___ THE DATA

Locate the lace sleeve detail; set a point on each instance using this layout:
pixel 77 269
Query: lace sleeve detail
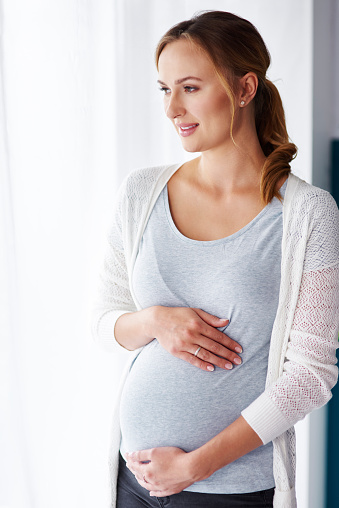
pixel 310 370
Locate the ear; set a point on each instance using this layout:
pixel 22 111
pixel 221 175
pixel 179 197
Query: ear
pixel 248 85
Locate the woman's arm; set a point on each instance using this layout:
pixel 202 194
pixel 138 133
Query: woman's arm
pixel 181 331
pixel 308 376
pixel 167 470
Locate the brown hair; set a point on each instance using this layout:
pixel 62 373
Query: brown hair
pixel 235 48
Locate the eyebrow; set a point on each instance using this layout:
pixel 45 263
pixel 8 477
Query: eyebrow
pixel 179 81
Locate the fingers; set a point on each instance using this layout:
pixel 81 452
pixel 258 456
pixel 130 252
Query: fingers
pixel 216 335
pixel 212 350
pixel 211 319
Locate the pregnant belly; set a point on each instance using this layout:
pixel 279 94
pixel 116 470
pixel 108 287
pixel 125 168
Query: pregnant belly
pixel 168 402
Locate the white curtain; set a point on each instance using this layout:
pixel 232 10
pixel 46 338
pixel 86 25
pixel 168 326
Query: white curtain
pixel 79 108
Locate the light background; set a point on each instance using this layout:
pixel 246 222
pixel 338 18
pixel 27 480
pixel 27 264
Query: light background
pixel 79 109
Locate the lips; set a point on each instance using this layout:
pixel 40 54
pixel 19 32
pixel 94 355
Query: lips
pixel 186 129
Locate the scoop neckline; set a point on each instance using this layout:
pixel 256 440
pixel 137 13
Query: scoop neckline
pixel 226 239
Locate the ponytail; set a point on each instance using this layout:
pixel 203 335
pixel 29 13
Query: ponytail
pixel 235 48
pixel 273 138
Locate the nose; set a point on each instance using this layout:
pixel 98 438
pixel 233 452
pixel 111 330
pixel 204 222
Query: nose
pixel 174 106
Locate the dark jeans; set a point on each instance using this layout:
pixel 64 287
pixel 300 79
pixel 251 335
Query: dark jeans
pixel 132 495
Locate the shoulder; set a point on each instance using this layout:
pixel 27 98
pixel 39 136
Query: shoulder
pixel 141 181
pixel 138 189
pixel 304 197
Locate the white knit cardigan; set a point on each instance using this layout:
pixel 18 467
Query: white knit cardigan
pixel 302 361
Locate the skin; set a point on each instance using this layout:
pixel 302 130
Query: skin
pixel 225 182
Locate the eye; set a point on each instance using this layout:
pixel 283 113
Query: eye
pixel 165 90
pixel 190 89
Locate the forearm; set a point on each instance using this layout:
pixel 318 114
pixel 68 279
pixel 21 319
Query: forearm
pixel 236 440
pixel 133 329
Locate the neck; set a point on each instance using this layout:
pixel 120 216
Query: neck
pixel 231 169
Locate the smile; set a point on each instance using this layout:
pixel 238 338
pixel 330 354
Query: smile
pixel 187 129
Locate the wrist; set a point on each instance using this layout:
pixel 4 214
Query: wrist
pixel 200 464
pixel 149 319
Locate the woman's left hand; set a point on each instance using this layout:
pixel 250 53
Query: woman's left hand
pixel 163 471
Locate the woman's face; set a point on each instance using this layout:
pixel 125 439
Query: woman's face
pixel 194 99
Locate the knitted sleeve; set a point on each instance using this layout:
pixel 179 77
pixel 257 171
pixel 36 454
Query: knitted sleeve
pixel 114 296
pixel 309 369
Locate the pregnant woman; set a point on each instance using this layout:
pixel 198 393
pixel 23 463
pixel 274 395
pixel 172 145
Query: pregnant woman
pixel 222 275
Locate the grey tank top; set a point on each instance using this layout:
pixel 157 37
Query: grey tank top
pixel 165 400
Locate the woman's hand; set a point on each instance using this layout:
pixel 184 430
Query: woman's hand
pixel 192 335
pixel 163 471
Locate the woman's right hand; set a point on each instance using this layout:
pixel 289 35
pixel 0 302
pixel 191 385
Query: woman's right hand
pixel 182 330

______

**DIRECTIONS FOR THIS TASK:**
Reproduce every entry word for word, but skip any pictures.

**RESPONSE:**
Locate the lace sleeve detail; set a point on each instance using this layout:
pixel 77 269
Query: lace sleeve detail
pixel 310 370
Locate the ear; set a point on each instance using this layout:
pixel 22 111
pixel 221 175
pixel 179 197
Query: ear
pixel 248 85
Locate the woman's arm; set a point on each instance using this layout:
pixel 202 194
pixel 138 133
Query: woman's arm
pixel 181 331
pixel 308 376
pixel 167 470
Locate the brown hair; set a point on each instance using this layout:
pixel 62 373
Query: brown hair
pixel 235 48
Locate the eyebrow; set a point on each instance using this layout:
pixel 45 263
pixel 8 477
Query: eyebrow
pixel 179 81
Locate the fingers; set a point on each instance using this layout:
pixel 81 452
pixel 258 456
pixel 130 252
Query: fingers
pixel 216 335
pixel 212 350
pixel 211 319
Locate the pregnant belly; set a point on each instance using this layout:
pixel 279 94
pixel 116 470
pixel 108 287
pixel 125 168
Query: pregnant belly
pixel 168 402
Locate the white curtain; set a point on each instance using this layout:
pixel 232 10
pixel 46 338
pixel 86 25
pixel 168 326
Query: white curtain
pixel 79 108
Locate the light background; set a point on each instance using this layout:
pixel 246 222
pixel 338 18
pixel 27 480
pixel 27 264
Query: light background
pixel 79 109
Locate the lips; set a point on each instance using this layout:
pixel 40 54
pixel 19 32
pixel 94 355
Query: lips
pixel 186 129
Locate the scoop neckline; set a point on each instance using this layout:
pixel 256 440
pixel 137 13
Query: scoop neckline
pixel 226 239
Locate the ponytail; set a point on each instance using this layout:
pixel 203 335
pixel 29 13
Query: ponytail
pixel 235 48
pixel 273 138
Locate the nose; set a point on each instance using this layout:
pixel 98 438
pixel 233 452
pixel 111 330
pixel 204 222
Query: nose
pixel 174 106
Locate the dark jeans; set a point on each instance using this layout:
pixel 64 287
pixel 300 79
pixel 251 335
Query: dark jeans
pixel 132 495
Locate the shoulder; set a point on each instance using this layout:
pixel 27 98
pixel 39 136
Query: shoulder
pixel 141 181
pixel 138 189
pixel 304 197
Locate the white knit cardigan; set a point on each instance using this layout:
pixel 18 467
Query: white knit cardigan
pixel 302 361
Locate the skin; set a point on each instance using this layout:
pixel 302 130
Query: skin
pixel 225 182
Locate the eye; set a point on each instance using this layout:
pixel 283 113
Query: eye
pixel 165 90
pixel 190 89
Locate the forearm; set a point on each instance using this layout:
pixel 318 114
pixel 68 279
pixel 21 319
Query: forearm
pixel 236 440
pixel 133 329
Locate the neck; set a point on each instance using this layout:
pixel 120 216
Query: neck
pixel 231 169
Locate the smile; set a point on each instance using this layout:
pixel 238 338
pixel 330 354
Query: smile
pixel 187 129
Locate the wrist; set a point on each instance using this layout:
pixel 4 214
Query: wrist
pixel 200 464
pixel 149 319
Locate the woman's left hand; set a point on each instance using this layout:
pixel 250 53
Query: woman's left hand
pixel 163 471
Locate the woman's face; set a point on each instance using this layout:
pixel 125 439
Query: woman's face
pixel 194 99
Locate the knitted sleeve; set a point on each instance using this layout:
pixel 179 77
pixel 257 171
pixel 36 454
Query: knitted sleeve
pixel 114 296
pixel 309 369
Locate the pregnant woman; set a point on each instance using this layout:
pixel 198 393
pixel 23 463
pixel 274 395
pixel 172 145
Query: pregnant woman
pixel 222 275
Locate the grey tank top; set a point on each instance using this layout:
pixel 157 37
Query: grey tank top
pixel 165 400
Locate the woman's hand; set a point on each instance using this layout:
pixel 184 430
Query: woman's hand
pixel 192 335
pixel 163 471
Locate the woman's right hand; set a point on each instance using this layout:
pixel 289 35
pixel 0 302
pixel 191 385
Query: woman's right hand
pixel 182 330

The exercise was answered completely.